What to do:
Among the entries below, how many lines contain the string "field"? Only the number is wanted.

Source data
^^^^

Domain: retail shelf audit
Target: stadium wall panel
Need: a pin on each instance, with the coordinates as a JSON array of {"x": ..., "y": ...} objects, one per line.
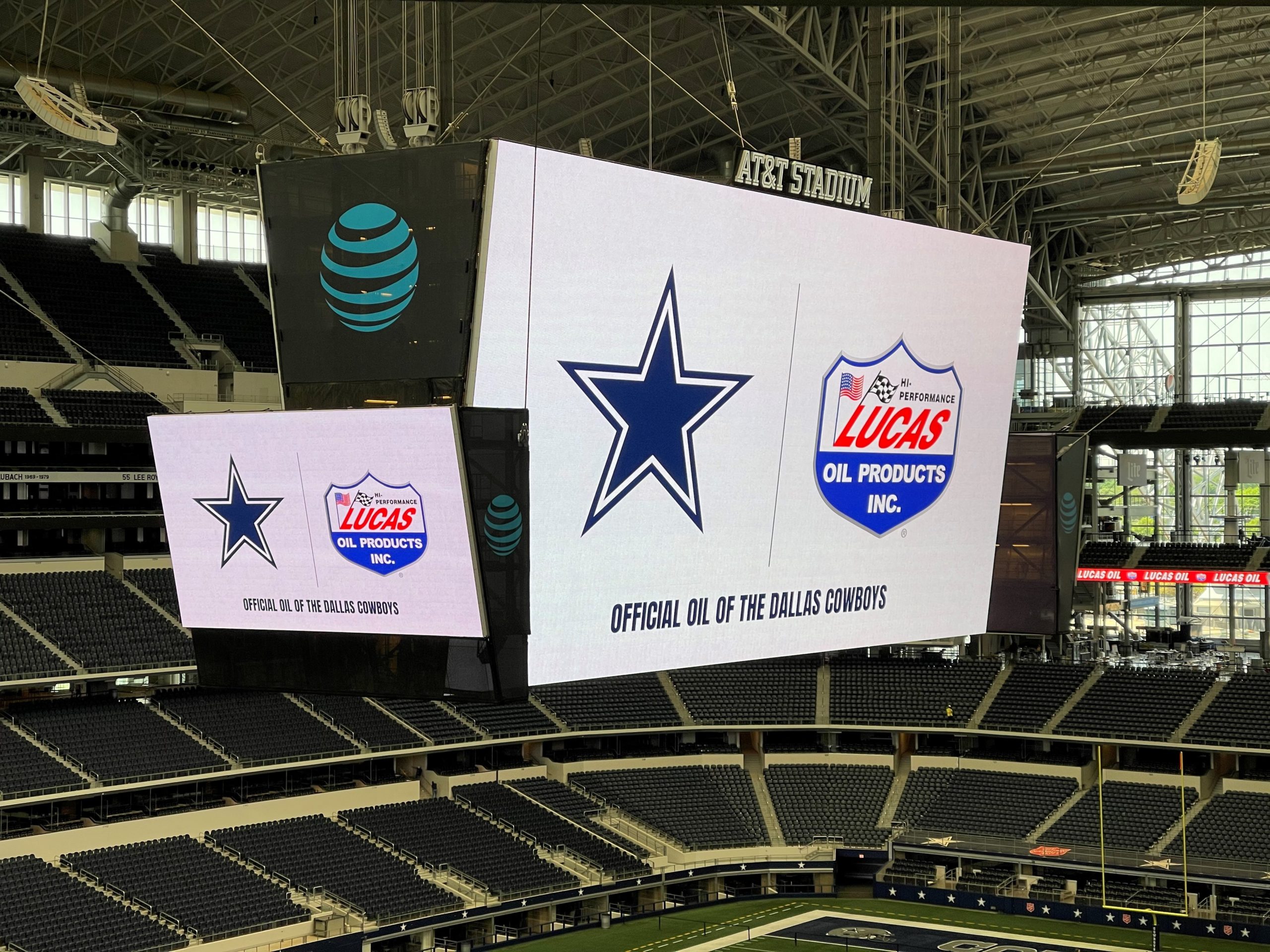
[
  {"x": 644, "y": 763},
  {"x": 825, "y": 758},
  {"x": 448, "y": 783},
  {"x": 999, "y": 766}
]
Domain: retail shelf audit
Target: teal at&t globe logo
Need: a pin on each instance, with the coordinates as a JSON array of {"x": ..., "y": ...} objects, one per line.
[
  {"x": 370, "y": 267},
  {"x": 504, "y": 525}
]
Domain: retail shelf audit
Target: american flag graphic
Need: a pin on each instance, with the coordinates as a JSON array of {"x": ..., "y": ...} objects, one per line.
[{"x": 851, "y": 386}]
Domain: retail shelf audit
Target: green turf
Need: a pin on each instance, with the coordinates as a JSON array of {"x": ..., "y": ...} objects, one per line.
[{"x": 679, "y": 931}]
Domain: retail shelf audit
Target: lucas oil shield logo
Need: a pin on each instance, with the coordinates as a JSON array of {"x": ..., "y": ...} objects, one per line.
[
  {"x": 888, "y": 437},
  {"x": 377, "y": 525}
]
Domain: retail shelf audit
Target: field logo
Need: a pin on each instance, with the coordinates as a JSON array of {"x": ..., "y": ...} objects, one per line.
[
  {"x": 370, "y": 267},
  {"x": 887, "y": 437},
  {"x": 377, "y": 525}
]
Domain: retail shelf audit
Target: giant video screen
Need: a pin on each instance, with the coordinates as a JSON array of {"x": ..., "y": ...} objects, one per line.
[
  {"x": 761, "y": 427},
  {"x": 341, "y": 521}
]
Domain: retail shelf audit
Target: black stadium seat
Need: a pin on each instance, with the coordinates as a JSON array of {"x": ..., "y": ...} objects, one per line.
[
  {"x": 198, "y": 888},
  {"x": 314, "y": 853},
  {"x": 70, "y": 282},
  {"x": 440, "y": 832},
  {"x": 96, "y": 620},
  {"x": 48, "y": 910},
  {"x": 17, "y": 405},
  {"x": 105, "y": 408},
  {"x": 211, "y": 298},
  {"x": 119, "y": 740},
  {"x": 255, "y": 726}
]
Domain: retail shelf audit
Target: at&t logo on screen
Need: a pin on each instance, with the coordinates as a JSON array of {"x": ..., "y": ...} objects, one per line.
[
  {"x": 887, "y": 437},
  {"x": 377, "y": 525},
  {"x": 370, "y": 267}
]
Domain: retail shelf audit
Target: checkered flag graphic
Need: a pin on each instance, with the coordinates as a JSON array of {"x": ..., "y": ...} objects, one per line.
[{"x": 883, "y": 389}]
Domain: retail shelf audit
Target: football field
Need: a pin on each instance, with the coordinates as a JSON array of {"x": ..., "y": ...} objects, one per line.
[{"x": 867, "y": 926}]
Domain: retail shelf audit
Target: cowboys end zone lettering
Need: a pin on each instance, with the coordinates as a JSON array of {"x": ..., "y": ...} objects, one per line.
[
  {"x": 377, "y": 525},
  {"x": 887, "y": 437}
]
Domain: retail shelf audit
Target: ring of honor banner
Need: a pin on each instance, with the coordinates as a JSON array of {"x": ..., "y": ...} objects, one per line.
[{"x": 761, "y": 425}]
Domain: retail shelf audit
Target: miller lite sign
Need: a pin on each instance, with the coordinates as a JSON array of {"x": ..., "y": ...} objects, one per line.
[
  {"x": 887, "y": 437},
  {"x": 377, "y": 525}
]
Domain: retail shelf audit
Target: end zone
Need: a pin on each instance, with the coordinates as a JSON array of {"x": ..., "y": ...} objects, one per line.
[{"x": 906, "y": 936}]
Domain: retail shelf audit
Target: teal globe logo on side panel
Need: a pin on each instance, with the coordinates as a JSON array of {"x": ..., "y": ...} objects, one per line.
[
  {"x": 1069, "y": 513},
  {"x": 370, "y": 267},
  {"x": 504, "y": 525}
]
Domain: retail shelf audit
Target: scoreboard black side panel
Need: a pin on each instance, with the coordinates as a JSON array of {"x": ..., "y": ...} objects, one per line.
[
  {"x": 497, "y": 455},
  {"x": 1038, "y": 535},
  {"x": 373, "y": 272}
]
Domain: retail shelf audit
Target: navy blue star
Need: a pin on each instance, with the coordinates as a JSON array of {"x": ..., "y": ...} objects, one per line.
[
  {"x": 654, "y": 409},
  {"x": 242, "y": 517}
]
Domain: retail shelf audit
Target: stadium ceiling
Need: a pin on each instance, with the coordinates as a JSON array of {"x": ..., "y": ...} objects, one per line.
[{"x": 1076, "y": 121}]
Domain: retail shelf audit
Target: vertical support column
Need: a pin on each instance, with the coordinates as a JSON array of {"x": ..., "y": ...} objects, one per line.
[
  {"x": 1231, "y": 484},
  {"x": 1074, "y": 310},
  {"x": 873, "y": 128},
  {"x": 953, "y": 164},
  {"x": 1182, "y": 463},
  {"x": 33, "y": 193},
  {"x": 1264, "y": 495},
  {"x": 185, "y": 228},
  {"x": 446, "y": 62},
  {"x": 1182, "y": 348}
]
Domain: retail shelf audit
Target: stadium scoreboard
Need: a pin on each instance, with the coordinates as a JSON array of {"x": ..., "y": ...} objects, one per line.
[
  {"x": 761, "y": 425},
  {"x": 352, "y": 521}
]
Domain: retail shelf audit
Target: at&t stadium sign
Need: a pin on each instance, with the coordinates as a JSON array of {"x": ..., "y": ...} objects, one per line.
[{"x": 799, "y": 179}]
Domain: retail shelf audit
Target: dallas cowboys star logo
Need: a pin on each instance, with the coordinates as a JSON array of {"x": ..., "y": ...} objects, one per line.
[
  {"x": 242, "y": 517},
  {"x": 654, "y": 409}
]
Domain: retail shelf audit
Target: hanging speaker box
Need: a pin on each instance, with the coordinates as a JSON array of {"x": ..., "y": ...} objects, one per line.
[{"x": 1201, "y": 172}]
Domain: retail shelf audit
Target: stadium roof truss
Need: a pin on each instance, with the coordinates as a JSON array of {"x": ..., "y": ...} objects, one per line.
[{"x": 1076, "y": 122}]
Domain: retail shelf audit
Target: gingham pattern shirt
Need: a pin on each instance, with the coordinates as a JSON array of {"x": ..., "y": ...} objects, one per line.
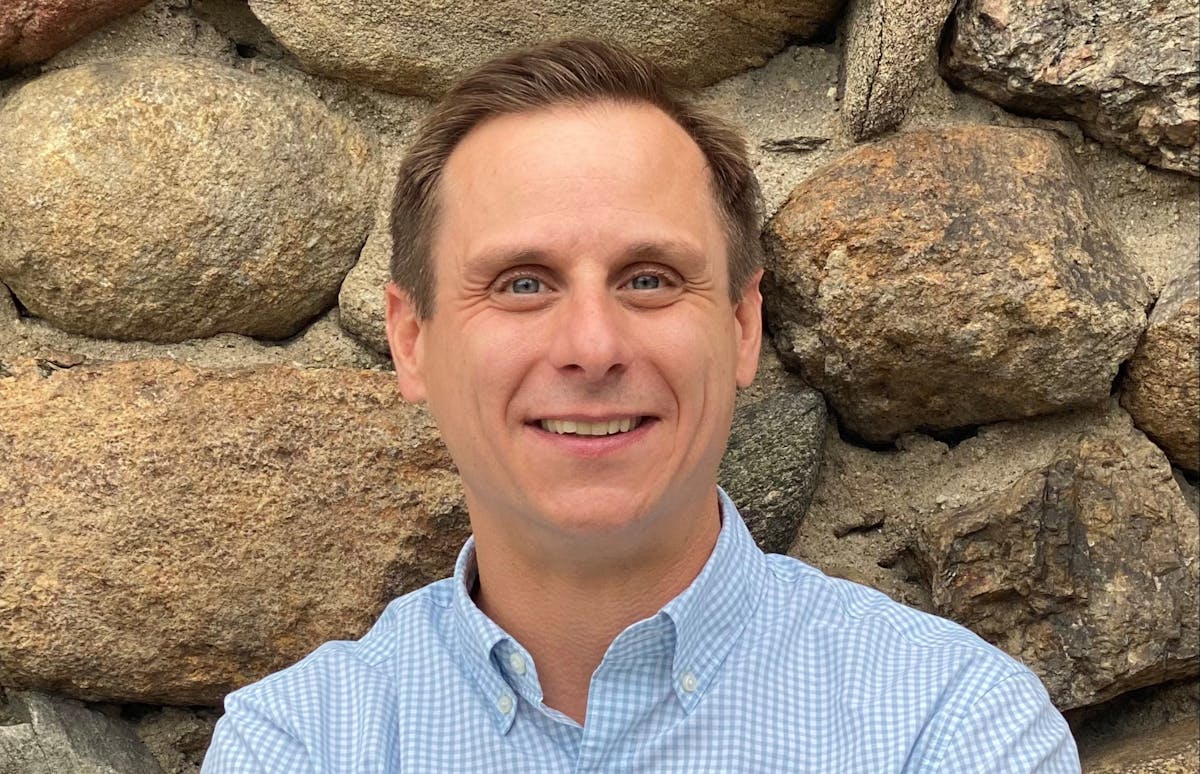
[{"x": 762, "y": 664}]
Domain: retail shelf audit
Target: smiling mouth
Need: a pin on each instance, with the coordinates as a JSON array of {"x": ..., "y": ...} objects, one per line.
[{"x": 611, "y": 427}]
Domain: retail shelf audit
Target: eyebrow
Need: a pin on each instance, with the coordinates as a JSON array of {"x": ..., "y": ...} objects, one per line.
[{"x": 647, "y": 250}]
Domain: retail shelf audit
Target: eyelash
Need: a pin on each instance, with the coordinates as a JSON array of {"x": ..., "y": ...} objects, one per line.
[{"x": 504, "y": 282}]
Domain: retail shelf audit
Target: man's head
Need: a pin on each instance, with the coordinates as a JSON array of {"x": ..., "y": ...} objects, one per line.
[
  {"x": 581, "y": 342},
  {"x": 568, "y": 72}
]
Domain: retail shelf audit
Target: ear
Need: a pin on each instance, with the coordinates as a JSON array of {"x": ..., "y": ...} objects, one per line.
[
  {"x": 748, "y": 322},
  {"x": 405, "y": 336}
]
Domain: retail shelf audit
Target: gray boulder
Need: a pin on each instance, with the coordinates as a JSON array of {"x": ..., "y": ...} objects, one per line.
[
  {"x": 34, "y": 30},
  {"x": 1126, "y": 70},
  {"x": 1063, "y": 540},
  {"x": 209, "y": 526},
  {"x": 891, "y": 47},
  {"x": 45, "y": 735},
  {"x": 954, "y": 277},
  {"x": 171, "y": 198},
  {"x": 773, "y": 459}
]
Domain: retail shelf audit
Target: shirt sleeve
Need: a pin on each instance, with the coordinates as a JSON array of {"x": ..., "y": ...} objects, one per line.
[
  {"x": 246, "y": 741},
  {"x": 1013, "y": 729}
]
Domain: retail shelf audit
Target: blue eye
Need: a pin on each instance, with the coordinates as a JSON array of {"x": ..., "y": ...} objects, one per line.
[{"x": 525, "y": 286}]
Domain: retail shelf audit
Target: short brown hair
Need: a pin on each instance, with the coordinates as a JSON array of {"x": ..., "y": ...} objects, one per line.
[{"x": 574, "y": 71}]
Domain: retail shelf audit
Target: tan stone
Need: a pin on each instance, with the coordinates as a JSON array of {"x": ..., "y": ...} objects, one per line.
[
  {"x": 360, "y": 301},
  {"x": 414, "y": 47},
  {"x": 1162, "y": 388},
  {"x": 173, "y": 533},
  {"x": 1063, "y": 540},
  {"x": 1170, "y": 750},
  {"x": 174, "y": 198},
  {"x": 947, "y": 279},
  {"x": 1126, "y": 70},
  {"x": 34, "y": 30}
]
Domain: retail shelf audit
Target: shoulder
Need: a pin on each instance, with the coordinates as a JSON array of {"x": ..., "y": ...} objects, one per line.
[
  {"x": 415, "y": 616},
  {"x": 343, "y": 687},
  {"x": 850, "y": 613},
  {"x": 903, "y": 672}
]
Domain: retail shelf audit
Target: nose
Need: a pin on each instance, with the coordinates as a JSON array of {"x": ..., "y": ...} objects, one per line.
[{"x": 589, "y": 339}]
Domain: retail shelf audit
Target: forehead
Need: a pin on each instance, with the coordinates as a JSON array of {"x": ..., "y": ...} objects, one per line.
[{"x": 588, "y": 173}]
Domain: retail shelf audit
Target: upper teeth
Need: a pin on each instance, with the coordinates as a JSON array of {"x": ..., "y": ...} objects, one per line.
[{"x": 589, "y": 429}]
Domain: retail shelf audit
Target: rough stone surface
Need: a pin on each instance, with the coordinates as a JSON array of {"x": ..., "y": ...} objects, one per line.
[
  {"x": 1170, "y": 750},
  {"x": 785, "y": 145},
  {"x": 323, "y": 345},
  {"x": 174, "y": 533},
  {"x": 168, "y": 199},
  {"x": 360, "y": 301},
  {"x": 1063, "y": 540},
  {"x": 178, "y": 737},
  {"x": 160, "y": 28},
  {"x": 948, "y": 279},
  {"x": 891, "y": 48},
  {"x": 1162, "y": 388},
  {"x": 1127, "y": 71},
  {"x": 47, "y": 735},
  {"x": 1140, "y": 714},
  {"x": 413, "y": 47},
  {"x": 7, "y": 309},
  {"x": 773, "y": 460},
  {"x": 1071, "y": 556},
  {"x": 34, "y": 30}
]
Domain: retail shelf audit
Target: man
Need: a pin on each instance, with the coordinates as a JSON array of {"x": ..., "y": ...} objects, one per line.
[{"x": 577, "y": 300}]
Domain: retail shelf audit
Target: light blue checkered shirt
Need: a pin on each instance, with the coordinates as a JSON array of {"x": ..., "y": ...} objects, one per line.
[{"x": 762, "y": 664}]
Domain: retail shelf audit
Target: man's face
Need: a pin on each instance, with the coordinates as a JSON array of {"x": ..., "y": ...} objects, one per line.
[{"x": 583, "y": 353}]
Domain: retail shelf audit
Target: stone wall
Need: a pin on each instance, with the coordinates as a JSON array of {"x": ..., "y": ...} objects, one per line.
[{"x": 979, "y": 391}]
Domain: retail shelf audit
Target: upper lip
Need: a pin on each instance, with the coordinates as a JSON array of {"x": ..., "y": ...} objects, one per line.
[{"x": 588, "y": 418}]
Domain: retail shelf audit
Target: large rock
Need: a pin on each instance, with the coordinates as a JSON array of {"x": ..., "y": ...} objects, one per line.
[
  {"x": 360, "y": 303},
  {"x": 1093, "y": 550},
  {"x": 34, "y": 30},
  {"x": 173, "y": 533},
  {"x": 1126, "y": 70},
  {"x": 954, "y": 277},
  {"x": 169, "y": 198},
  {"x": 45, "y": 735},
  {"x": 414, "y": 47},
  {"x": 1162, "y": 390},
  {"x": 889, "y": 47},
  {"x": 1063, "y": 540},
  {"x": 773, "y": 459}
]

^^^^

Task solution:
2